(Dataset rows)
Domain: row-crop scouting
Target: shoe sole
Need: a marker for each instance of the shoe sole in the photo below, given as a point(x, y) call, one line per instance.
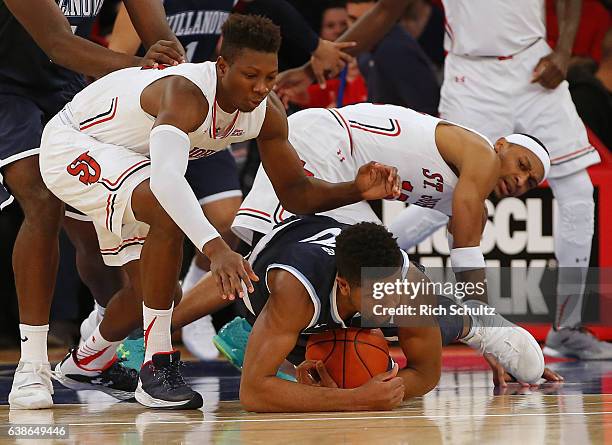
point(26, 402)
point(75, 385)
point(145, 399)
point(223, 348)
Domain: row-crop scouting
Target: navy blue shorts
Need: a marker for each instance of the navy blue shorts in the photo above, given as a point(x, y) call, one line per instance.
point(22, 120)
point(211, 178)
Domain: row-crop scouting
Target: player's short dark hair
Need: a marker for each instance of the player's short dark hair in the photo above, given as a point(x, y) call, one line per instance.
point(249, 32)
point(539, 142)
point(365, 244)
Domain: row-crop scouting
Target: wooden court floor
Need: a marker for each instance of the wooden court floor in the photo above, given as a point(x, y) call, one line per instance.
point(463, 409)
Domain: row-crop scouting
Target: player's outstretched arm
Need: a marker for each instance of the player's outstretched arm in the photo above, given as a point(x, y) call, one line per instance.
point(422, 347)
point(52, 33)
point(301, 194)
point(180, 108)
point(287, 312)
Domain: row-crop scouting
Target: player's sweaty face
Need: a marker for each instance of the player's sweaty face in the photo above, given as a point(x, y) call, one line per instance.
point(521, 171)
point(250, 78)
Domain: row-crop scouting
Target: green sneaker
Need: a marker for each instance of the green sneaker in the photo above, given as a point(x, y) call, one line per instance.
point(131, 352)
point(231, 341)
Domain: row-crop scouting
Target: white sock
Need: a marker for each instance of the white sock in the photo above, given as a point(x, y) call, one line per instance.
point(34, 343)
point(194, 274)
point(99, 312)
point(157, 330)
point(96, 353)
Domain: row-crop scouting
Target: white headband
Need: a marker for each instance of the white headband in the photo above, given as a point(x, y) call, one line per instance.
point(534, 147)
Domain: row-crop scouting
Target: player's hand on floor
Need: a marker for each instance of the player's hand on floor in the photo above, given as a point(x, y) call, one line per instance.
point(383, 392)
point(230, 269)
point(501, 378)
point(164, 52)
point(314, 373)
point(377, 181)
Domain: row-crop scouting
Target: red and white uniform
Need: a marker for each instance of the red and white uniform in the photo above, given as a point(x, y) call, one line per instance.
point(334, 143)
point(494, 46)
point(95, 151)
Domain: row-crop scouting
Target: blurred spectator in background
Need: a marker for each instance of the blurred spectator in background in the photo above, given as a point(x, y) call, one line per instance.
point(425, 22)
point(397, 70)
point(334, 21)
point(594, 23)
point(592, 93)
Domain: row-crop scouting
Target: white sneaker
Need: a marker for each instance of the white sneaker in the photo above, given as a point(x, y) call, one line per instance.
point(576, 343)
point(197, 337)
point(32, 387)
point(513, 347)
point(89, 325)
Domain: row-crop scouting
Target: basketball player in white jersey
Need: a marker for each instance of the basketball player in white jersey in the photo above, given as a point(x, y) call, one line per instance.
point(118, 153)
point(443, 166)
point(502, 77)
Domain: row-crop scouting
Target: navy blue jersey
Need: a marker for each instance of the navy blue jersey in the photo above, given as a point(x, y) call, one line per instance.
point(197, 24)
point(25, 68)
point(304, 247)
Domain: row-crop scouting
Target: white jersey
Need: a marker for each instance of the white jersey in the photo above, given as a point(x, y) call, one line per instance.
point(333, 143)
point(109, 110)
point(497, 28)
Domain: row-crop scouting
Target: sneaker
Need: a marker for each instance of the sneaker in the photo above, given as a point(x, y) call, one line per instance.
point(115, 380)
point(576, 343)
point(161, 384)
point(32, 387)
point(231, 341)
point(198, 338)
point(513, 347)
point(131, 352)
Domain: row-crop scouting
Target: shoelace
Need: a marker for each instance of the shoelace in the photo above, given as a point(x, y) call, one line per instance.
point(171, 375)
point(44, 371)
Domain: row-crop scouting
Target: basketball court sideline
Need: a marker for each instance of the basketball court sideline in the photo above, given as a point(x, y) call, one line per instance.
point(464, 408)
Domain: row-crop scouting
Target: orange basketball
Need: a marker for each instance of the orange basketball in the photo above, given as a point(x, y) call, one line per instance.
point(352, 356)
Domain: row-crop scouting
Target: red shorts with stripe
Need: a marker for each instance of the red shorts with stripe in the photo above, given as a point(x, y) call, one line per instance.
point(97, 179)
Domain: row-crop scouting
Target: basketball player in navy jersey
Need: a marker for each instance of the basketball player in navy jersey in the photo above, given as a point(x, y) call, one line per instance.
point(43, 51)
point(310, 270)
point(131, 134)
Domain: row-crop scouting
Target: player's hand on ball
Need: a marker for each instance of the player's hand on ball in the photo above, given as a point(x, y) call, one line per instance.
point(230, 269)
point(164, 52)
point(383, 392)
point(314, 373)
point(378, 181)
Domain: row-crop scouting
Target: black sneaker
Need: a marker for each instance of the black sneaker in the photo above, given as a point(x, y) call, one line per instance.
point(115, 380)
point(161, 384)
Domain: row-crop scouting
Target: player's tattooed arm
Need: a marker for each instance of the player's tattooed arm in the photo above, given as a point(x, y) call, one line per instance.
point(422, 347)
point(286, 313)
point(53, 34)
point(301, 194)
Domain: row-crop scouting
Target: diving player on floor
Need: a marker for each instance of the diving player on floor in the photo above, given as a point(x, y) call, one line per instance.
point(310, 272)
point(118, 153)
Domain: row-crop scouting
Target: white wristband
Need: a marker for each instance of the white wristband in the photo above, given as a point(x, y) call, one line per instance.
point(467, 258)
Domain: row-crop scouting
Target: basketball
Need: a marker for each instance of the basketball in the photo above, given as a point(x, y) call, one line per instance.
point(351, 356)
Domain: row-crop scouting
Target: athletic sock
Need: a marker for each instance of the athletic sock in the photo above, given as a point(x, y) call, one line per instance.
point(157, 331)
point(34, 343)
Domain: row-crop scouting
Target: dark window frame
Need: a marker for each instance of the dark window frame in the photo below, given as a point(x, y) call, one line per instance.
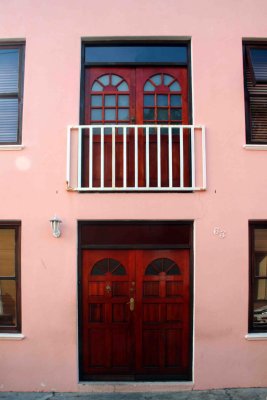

## Brief
Rewrite all of the data above, replacing "row-crop scouting" with "indoor court sports" and keeping everything else the same. Omit the pictures from your answer.

## Exercise output
Domain: indoor court sports
Target: shoe sole
Need: a marker for each instance of the shoe sole in the photo below, given as a point(x, y) call, one line per instance.
point(26, 402)
point(75, 385)
point(145, 399)
point(223, 348)
Domain: indoor court sports
Target: navy blue shorts
Need: a marker for each instance of the navy blue shorts in the photo above, given as a point(x, y) call, one line per instance.
point(22, 120)
point(211, 178)
Domain: indoor court sports
Target: player's short dark hair
Need: a marker for each instance of the player's short dark hair in the photo above, given as a point(x, y) call, one line per instance.
point(249, 32)
point(539, 142)
point(365, 244)
Domain: indoor court sports
Target: wooden court floor
Need: a marker for each instance of the wooden court floor in the photo above, given as a point(x, y) call, one line per instance.
point(463, 409)
Domain: indoor court sports
Target: player's outstretched arm
Need: a marker for each instance of the player's outstretched arm in the photo above, given as a point(x, y) call, one line per instance.
point(422, 347)
point(52, 33)
point(301, 194)
point(180, 108)
point(287, 312)
Domain: indoor court sports
Target: player's sweaty face
Need: a marker for each instance of the player's sweaty face in the photo above, given as a point(x, y) call, one line per instance.
point(521, 171)
point(250, 78)
Domain: indoor court sports
Target: green sneaker
Need: a marker for each instance of the green sneaker in the photo above, given as a point(x, y) call, one line per instance.
point(131, 352)
point(231, 341)
Domain: indoor court sports
Target: white sock
Need: a marker for each instance of the white sock in the photo above, given as a point(x, y) call, one line per instance.
point(34, 343)
point(194, 274)
point(99, 312)
point(157, 330)
point(96, 353)
Domain: indoor court sports
Target: white headband
Need: a marker for each instance of the white headband in the photo above, given as a point(x, y) call, one line per instance.
point(534, 147)
Domain: indoor court sports
Target: player's hand on floor
Need: a marker for each instance of the player's hand on floor in the photo above, given as a point(x, y) call, one line per instance.
point(383, 392)
point(230, 269)
point(501, 378)
point(164, 52)
point(314, 373)
point(377, 181)
Domain: indoor court sports
Target: red and white uniform
Need: a marker for each instance of the red and white uniform in the photo above, given as a point(x, y) call, one line per instance.
point(334, 143)
point(494, 46)
point(95, 151)
Domain: indoor court sports
Target: blurred spectator in background
Need: a marker for each instance of the blurred spectator in background in the photo above, given as a point(x, y) call, one line per instance.
point(425, 22)
point(397, 70)
point(334, 21)
point(594, 23)
point(592, 93)
Domain: indoor court sports
Target: white sneaker
Need: a marker for each instance of the white sneaker in the photo above, given as a point(x, y) call, one line per instance.
point(576, 343)
point(197, 337)
point(32, 387)
point(513, 347)
point(89, 325)
Domain: indoor court sports
Target: basketball player in white jersey
Need: a marker for each instance of the basketball player in white jersey in the photo above, given as a point(x, y) call, one line per instance.
point(118, 153)
point(443, 166)
point(502, 77)
Domain: indoor court sports
Target: navy blue jersey
Need: a marker for each instance of the navy blue jersey in the photo above, given as a point(x, y) call, one line per instance.
point(197, 24)
point(25, 68)
point(304, 247)
Domain: indoor court sports
Target: white jersey
Need: a marker for each instance of the white jersey in the photo above, given as a point(x, y) call, one line per instance.
point(333, 143)
point(109, 110)
point(497, 28)
Domain: indoor court sports
Target: sneaker
Need: a marker for each instance of the sneaker in the photo above, given as a point(x, y) call, one line per instance.
point(115, 380)
point(576, 343)
point(161, 384)
point(32, 387)
point(231, 341)
point(198, 338)
point(513, 347)
point(131, 352)
Domain: indoor court sports
Target: shoelace
Need: a marker for each instance of the shoelace in the photo above, given as a point(x, y) call, one line per instance.
point(171, 375)
point(44, 371)
Domain: indoor court sports
Target: basketball court sideline
Need: a marker for each instance of the basketball court sideline in the photo above, given as a point(x, y) call, one line per instance.
point(464, 408)
Domain: indoor court sports
Target: orange basketball
Need: a marker for each instance of the orange basketball in the photo above, given as a point(x, y) call, one line per instance.
point(352, 356)
Domain: indoor court sports
Target: red shorts with stripe
Need: a marker for each instance of the red shorts with stripe in the photo above, given as a point(x, y) call, one line per instance.
point(97, 179)
Domain: indoor court sports
Target: basketball player in navy jersey
Need: a marker for each instance of the basketball player in navy jersey in the photo above, given as a point(x, y) call, one line per instance.
point(43, 51)
point(310, 270)
point(131, 134)
Domain: indoor court sports
Target: player's hand on ball
Need: a marker for each instance of the player's hand on ball in the photo above, given as a point(x, y) call, one line per instance.
point(230, 269)
point(164, 52)
point(383, 392)
point(314, 373)
point(378, 181)
Domain: indoor court sports
Target: black sneaker
Need: a marker for each instance of the black sneaker in the photo above, given as a point(x, y) call, one line per instance.
point(115, 380)
point(161, 384)
Domain: indoor court sports
Target: player's tattooed arm
Need: a marker for each instance of the player's tattooed arm in the photo above, given as a point(x, y) call, one line per instance.
point(422, 347)
point(286, 313)
point(53, 34)
point(301, 194)
Domain: indoor court sports
Target: diving player on floor
Need: a marker for each instance of the diving player on floor in the photo above, given as a point(x, y) call, one line per instance.
point(310, 272)
point(118, 153)
Domain: indoor court sports
Target: white wristband
Need: a marker for each instance of the white wristband in the photo above, given as a point(x, y) call, one line per instance.
point(467, 258)
Domain: indoor court sports
Target: basketball
Need: a marker for each instance of the basketball in the photo above, given as a point(x, y) call, one line per instance.
point(351, 356)
Domain: indoor court sports
Target: athletic sock
Need: a marker for each instance of the athletic sock in the photo above, given as a point(x, y) call, one line per instance.
point(157, 331)
point(34, 343)
Domain: indoor court sports
Target: dark window frame
Need: a marker for each instance of the dark window frame in the photo below, given as a point(x, y) call, one line per instance.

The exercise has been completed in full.